Psychometric Validation

The 11-item version of the HESD that emerged from the content validity interviews was included as an exploratory endpoint in a phase 2b dose-ranging trial conducted to evaluate the efficacy and safety of delgocitinib cream in patients with mild to severe CHE (NCT03683719). Data from the trial were used to support item reduction, development of scoring and initial evaluation of psychometric properties (see Table S1 for more detail on methods). Analyses were conducted in the full sample (N = 258). The study design and eligibility criteria for the phase 2b trial have been previously described [19].

Psychometric results from the phase 2b trial were reviewed by the US FDA, who recommended deletion of additional items (those assessing signs/symptoms least commonly reported) and the use of Patient-Global Impression (PGI) items that were more specific to the targeted measurement concepts as part of the anchor-based analyses conducted to confirm within-individual responder definitions for the HESD scores (e.g., for the HESD Itch score it was recommended to use a PGI-Severity [PGI-S] item asking about severity of itch rather than just severity of CHE). Following this feedback, additional items were removed resulting in the 6-item HESD and specific PGI items were developed for itch and pain.

# # #

_Instructions_
a: According to the psychometric validation passage, how many items did the HESD have after the US FDA's feedback was applied?
b: Reproduce word for word the portion of the psychometric validation passage that runs from "Psychometric Validation" up to and including "previously described [19].".

_Stored data_
# # #

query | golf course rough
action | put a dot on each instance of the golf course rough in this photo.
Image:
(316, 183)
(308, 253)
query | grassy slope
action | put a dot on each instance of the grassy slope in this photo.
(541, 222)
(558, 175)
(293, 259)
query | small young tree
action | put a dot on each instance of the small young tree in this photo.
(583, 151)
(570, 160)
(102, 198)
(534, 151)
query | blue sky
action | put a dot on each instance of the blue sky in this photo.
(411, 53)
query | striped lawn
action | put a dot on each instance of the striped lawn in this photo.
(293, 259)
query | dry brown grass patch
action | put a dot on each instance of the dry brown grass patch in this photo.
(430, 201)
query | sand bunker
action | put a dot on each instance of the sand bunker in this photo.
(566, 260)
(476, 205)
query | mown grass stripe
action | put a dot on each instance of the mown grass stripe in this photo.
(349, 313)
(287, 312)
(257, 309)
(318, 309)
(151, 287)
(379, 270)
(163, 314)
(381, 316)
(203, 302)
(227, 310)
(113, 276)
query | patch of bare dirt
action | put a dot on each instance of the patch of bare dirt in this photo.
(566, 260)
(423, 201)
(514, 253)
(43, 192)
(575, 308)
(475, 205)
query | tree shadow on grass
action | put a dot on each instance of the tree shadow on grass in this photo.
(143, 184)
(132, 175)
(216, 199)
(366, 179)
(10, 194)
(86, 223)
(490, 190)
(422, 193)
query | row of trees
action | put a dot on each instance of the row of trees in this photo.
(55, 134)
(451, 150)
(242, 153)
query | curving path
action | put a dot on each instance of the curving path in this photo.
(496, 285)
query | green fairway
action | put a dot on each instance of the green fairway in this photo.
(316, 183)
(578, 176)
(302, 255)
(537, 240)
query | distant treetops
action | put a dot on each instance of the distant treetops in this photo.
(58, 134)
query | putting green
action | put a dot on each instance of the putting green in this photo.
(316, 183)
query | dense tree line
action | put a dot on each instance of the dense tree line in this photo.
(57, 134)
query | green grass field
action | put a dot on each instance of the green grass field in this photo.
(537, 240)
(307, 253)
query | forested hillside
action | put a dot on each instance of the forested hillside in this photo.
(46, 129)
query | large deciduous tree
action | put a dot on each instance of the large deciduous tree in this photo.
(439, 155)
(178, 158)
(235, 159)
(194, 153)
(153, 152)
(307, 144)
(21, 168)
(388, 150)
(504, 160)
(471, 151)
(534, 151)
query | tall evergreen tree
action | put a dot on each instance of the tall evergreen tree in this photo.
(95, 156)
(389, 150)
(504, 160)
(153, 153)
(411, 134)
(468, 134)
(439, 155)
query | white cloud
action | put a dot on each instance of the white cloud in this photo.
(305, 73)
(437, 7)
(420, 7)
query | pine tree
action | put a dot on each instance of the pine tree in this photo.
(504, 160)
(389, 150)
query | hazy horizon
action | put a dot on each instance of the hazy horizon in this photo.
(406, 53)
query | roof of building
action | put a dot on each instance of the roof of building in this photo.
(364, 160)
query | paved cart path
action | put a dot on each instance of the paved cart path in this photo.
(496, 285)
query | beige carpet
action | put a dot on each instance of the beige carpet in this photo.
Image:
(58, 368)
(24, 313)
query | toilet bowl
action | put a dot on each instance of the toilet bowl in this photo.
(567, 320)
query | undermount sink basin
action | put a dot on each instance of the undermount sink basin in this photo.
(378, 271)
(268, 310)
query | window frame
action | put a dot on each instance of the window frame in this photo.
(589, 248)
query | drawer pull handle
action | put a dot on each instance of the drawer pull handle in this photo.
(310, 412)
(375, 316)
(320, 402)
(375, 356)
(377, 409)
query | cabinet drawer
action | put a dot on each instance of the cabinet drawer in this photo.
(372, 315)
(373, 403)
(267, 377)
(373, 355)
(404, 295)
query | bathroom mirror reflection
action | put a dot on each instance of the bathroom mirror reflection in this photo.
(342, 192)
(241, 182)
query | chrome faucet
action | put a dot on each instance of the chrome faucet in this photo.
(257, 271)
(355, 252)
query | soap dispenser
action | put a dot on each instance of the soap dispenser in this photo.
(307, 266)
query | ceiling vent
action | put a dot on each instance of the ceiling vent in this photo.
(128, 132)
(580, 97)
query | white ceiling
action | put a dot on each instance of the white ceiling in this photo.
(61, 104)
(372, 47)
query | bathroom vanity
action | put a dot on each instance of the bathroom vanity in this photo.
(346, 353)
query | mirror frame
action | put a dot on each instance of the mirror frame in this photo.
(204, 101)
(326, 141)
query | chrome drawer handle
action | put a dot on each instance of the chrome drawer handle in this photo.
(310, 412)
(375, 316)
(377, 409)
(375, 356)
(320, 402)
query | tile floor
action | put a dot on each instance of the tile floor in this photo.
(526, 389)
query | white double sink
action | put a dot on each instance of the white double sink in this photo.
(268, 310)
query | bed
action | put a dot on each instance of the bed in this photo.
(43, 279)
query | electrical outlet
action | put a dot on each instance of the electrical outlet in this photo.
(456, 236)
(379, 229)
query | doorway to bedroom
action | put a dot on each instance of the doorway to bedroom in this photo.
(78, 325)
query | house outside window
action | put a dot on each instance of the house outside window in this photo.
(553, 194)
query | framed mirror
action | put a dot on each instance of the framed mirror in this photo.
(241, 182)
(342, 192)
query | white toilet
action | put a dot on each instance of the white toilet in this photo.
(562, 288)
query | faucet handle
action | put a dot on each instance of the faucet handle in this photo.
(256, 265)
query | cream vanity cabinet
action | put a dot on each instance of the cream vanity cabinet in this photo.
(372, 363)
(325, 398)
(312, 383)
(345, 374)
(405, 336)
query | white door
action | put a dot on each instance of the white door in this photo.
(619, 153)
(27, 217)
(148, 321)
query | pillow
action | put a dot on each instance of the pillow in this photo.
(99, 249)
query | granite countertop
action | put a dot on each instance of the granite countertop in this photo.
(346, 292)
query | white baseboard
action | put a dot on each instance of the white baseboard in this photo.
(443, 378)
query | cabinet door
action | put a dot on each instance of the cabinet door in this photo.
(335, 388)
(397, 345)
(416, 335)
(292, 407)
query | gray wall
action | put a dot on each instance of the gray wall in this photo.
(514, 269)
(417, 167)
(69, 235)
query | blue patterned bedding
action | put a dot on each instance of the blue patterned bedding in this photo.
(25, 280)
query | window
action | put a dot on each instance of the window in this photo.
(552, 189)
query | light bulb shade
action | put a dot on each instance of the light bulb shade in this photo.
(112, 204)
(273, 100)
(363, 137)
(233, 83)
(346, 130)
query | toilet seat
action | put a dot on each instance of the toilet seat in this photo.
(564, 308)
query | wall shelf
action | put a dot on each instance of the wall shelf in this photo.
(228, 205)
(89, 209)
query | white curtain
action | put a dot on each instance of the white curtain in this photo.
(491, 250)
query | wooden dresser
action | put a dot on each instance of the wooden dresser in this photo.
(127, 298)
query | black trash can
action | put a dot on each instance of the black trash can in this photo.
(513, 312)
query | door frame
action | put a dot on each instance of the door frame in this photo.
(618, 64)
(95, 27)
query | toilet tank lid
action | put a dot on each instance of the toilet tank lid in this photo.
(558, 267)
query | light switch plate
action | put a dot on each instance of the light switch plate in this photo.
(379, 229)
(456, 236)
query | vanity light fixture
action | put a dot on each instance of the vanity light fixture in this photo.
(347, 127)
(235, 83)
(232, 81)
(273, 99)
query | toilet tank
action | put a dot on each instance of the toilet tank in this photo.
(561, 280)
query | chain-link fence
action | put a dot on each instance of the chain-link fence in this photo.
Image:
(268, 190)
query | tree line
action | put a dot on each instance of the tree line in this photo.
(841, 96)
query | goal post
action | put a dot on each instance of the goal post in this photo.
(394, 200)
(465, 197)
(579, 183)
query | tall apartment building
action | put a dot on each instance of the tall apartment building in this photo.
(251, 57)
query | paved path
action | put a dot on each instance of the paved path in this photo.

# # #

_Answers for this exercise_
a: Six items.

b:
Psychometric Validation

The 11-item version of the HESD that emerged from the content validity interviews was included as an exploratory endpoint in a phase 2b dose-ranging trial conducted to evaluate the efficacy and safety of delgocitinib cream in patients with mild to severe CHE (NCT03683719). Data from the trial were used to support item reduction, development of scoring and initial evaluation of psychometric properties (see Table S1 for more detail on methods). Analyses were conducted in the full sample (N = 258). The study design and eligibility criteria for the phase 2b trial have been previously described [19].